#### EXERCISE DETAILS
Pull out each line of the material below that contains the string "ceramic", and copy every such line in full.

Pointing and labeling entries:
▶

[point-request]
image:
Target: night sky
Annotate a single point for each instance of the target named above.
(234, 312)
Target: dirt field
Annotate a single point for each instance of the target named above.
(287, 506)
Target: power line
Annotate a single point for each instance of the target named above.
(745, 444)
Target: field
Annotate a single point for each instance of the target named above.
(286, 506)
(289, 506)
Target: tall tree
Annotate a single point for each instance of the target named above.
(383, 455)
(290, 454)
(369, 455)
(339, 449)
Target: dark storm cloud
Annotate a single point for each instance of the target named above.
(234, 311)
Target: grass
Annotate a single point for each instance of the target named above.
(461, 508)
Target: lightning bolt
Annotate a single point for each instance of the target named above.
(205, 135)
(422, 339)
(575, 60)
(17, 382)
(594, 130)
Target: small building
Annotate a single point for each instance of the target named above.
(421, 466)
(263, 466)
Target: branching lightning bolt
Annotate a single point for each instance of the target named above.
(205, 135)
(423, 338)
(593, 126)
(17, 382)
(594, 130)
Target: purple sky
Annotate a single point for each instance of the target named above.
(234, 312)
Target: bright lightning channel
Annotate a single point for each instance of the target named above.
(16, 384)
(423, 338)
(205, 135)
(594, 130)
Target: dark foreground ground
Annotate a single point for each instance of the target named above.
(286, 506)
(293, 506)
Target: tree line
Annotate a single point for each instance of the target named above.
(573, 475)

◀
▶

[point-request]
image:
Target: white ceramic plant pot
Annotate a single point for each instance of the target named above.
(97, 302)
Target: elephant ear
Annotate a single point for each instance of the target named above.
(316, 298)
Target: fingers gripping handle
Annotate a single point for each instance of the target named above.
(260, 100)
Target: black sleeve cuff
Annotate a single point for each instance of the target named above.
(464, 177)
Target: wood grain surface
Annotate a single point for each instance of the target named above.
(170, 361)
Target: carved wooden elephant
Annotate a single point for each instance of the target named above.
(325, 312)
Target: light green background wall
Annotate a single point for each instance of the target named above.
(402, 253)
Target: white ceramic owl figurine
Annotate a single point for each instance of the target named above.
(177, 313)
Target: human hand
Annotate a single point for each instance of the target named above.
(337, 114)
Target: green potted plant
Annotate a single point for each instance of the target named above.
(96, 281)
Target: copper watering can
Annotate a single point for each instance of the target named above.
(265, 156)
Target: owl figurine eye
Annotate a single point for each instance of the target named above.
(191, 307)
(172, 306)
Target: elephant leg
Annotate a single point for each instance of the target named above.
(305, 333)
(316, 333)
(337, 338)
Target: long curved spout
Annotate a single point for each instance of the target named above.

◀

#### WRITTEN RESPONSE
Target: white ceramic plant pot
Target: white ceramic owl figurine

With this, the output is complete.